SELECTED EXTRACT:
I am in too many Slack channels. Most of them are useful occasionally and noisy continuously. The mental tax of trying to keep up with them is real, and the tax of not keeping up is the slow accumulation of guilt about all the channels I have stopped checking.

The pragmatic answer is a digest. Once a day, a small script reads the busy channels, summarises what happened, and posts the summary somewhere I will actually read. Done well, this turns a forty five minute evening catch up into a five minute morning skim, and it removes the temptation to refresh Slack during the day to see if I have missed anything.

Done poorly, it produces something that reads like a press release written by a consultant who has never met any of the people in the channel. I have been in the latter state for most of the last three months. This post is the writeup of getting it from “obviously machine generated waffle” to “actually useful summary that I read every morning”.

The pipeline

The shape is unsurprising.

Slack API  ->  Python normaliser  ->  Ollama (Gemma 3)  ->  Telegram bot

Slack provides the raw messages from the channels I care about. A small Python normaliser strips the message format down to something a language model can read without a long preamble. Ollama runs a local Gemma 3 model on the Mac Mini and produces the summary. A Telegram bot posts the result into a personal channel that I read on my phone in the morning.

The Slack to Python part uses the official Slack SDK. Nothing exciting.

from datetime import datetime, timedelta, timezone
from slack_sdk import WebClient

slack = WebClient(token=SLACK_BOT_TOKEN)

def fetch_channel_window(channel_id: str, hours: int = 24):
    oldest = (datetime.now(timezone.utc) - timedelta(hours=hours)).timestamp()

PROBLEM A: Rewrite the part of the Slack digest post that begins at the words "The pragmatic answer" and ends after "shape is unsurprising.", swapping "summary" for "recap".
PROBLEM B: Carry on the post about building a daily Slack digest from the point where it stops.
You can do this work without the records.

SUPPLIED RECORDS:
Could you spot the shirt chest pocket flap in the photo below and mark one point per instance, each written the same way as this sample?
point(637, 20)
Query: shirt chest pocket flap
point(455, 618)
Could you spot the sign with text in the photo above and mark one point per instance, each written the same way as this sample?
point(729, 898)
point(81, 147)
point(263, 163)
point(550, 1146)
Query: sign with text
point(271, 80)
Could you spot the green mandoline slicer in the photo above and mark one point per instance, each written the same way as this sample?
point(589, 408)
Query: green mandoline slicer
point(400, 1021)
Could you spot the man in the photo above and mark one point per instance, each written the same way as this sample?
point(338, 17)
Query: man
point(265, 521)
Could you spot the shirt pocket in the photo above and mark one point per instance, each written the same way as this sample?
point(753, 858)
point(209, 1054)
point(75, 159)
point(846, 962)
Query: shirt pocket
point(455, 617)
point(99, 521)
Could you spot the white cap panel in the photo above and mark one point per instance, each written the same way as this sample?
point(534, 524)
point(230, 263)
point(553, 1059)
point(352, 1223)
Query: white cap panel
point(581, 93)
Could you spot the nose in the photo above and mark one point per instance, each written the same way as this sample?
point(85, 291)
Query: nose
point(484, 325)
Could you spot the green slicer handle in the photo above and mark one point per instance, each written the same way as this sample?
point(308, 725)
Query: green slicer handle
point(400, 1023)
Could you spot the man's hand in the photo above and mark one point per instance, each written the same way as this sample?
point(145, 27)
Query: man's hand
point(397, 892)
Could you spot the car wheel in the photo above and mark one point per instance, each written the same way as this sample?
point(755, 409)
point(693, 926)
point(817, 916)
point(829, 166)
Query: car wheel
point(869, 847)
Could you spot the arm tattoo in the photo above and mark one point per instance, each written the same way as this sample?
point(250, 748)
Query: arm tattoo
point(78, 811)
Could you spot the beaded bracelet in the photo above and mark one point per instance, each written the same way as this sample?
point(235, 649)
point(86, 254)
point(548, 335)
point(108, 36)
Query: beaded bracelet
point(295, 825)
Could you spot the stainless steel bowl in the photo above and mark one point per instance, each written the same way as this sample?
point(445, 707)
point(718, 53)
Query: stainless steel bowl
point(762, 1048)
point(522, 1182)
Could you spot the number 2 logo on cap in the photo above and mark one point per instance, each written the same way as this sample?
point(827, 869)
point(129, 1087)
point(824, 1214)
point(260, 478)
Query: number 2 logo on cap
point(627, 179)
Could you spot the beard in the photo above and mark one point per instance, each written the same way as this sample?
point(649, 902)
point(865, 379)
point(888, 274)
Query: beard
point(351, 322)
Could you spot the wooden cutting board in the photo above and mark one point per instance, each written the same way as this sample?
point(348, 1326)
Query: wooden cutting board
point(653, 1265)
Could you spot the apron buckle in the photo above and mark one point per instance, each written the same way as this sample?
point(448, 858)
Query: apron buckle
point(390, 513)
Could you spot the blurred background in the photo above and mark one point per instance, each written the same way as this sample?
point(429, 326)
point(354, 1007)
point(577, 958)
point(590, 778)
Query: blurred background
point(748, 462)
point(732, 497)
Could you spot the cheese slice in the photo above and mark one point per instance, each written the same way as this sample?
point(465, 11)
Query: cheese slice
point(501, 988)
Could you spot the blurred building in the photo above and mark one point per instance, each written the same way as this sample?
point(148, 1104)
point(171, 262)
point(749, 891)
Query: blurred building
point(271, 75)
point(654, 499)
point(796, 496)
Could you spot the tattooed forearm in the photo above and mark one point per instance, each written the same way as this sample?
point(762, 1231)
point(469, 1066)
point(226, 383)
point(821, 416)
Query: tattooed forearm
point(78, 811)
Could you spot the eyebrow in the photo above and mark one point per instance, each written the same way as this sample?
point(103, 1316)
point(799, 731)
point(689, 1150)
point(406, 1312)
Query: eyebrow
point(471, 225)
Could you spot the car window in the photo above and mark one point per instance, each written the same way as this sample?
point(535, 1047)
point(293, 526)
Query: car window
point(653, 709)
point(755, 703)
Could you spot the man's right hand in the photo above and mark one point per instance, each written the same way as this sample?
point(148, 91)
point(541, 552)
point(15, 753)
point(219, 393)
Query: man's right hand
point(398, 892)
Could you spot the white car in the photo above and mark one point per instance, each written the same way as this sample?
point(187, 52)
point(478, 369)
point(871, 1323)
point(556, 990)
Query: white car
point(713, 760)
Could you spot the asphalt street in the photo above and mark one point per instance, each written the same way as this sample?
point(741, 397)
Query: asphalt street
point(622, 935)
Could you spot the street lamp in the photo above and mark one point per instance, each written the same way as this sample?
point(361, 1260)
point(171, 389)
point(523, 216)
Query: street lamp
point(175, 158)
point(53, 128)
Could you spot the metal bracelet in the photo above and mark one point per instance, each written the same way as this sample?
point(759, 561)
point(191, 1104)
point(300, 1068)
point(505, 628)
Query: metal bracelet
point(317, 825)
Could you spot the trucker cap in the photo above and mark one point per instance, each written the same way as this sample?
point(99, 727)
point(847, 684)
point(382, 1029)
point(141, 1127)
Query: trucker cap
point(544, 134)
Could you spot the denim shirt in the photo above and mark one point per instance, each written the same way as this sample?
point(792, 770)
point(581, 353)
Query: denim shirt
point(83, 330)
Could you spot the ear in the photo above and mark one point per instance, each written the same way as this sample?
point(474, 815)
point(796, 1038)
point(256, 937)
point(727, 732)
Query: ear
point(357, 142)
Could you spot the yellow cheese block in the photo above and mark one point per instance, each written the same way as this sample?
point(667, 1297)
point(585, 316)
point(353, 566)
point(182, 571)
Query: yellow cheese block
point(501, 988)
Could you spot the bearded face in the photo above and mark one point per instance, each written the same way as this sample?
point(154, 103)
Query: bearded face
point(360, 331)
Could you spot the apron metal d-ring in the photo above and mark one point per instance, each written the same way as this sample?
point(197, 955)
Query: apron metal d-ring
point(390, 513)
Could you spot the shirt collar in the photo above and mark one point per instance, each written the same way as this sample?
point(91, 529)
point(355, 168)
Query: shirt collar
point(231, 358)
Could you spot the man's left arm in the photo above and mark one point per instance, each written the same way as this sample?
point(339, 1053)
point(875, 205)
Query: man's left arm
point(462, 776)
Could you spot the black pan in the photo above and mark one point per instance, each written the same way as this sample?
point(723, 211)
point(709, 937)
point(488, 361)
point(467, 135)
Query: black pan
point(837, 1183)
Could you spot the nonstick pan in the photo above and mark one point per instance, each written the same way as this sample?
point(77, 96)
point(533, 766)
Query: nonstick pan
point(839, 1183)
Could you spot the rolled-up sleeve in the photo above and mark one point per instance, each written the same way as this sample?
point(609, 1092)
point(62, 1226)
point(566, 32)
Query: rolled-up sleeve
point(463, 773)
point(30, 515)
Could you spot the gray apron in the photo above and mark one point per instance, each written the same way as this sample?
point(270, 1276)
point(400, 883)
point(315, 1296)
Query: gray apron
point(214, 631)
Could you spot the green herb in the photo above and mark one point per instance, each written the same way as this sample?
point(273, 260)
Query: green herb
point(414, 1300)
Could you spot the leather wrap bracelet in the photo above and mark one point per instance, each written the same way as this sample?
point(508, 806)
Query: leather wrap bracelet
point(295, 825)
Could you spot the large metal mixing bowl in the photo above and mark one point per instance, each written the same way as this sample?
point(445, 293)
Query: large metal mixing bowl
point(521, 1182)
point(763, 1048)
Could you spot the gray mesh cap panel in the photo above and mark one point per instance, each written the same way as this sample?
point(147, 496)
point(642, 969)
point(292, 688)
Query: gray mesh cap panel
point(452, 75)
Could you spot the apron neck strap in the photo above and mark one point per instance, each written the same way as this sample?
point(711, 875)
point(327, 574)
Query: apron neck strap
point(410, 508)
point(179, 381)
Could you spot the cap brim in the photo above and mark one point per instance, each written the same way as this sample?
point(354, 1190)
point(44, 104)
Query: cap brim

WRITTEN REPLY A:
The pragmatic answer is a digest. Once a day, a small script reads the busy channels, summarises what happened, and posts the recap somewhere I will actually read. Done well, this turns a forty five minute evening catch up into a five minute morning skim, and it removes the temptation to refresh Slack during the day to see if I have missed anything.

Done poorly, it produces something that reads like a press release written by a consultant who has never met any of the people in the channel. I have been in the latter state for most of the last three months. This post is the writeup of getting it from “obviously machine generated waffle” to “actually useful recap that I read every morning”.

The pipeline

The shape is unsurprising.

WRITTEN REPLY B:
    cursor = None
    messages = []
    while True:
        resp = slack.conversations_history(
            channel=channel_id,
            oldest=str(oldest),
            limit=200,
            cursor=cursor,
        )
        messages.extend(resp["messages"])
        cursor = resp.get("response_metadata", {}).get("next_cursor")
        if not cursor:
            break
    return list(reversed(messages))

The normaliser does three things. It resolves user IDs to display names with a small cache, since Slack messages contain user IDs in mentions and the model has nothing to do with <@U01ABC>. It collapses thread replies into the parent message, indented, because thread structure carries meaning that a flat dump loses. It drops anything that is just a join, leave, channel rename, or pinned message notification, because those are noise in summary form.

The output is a plain text block per channel that looks roughly like a chat transcript, with one line per message, names in front, and threads indented. That format is much easier for a model to summarise than raw Slack JSON.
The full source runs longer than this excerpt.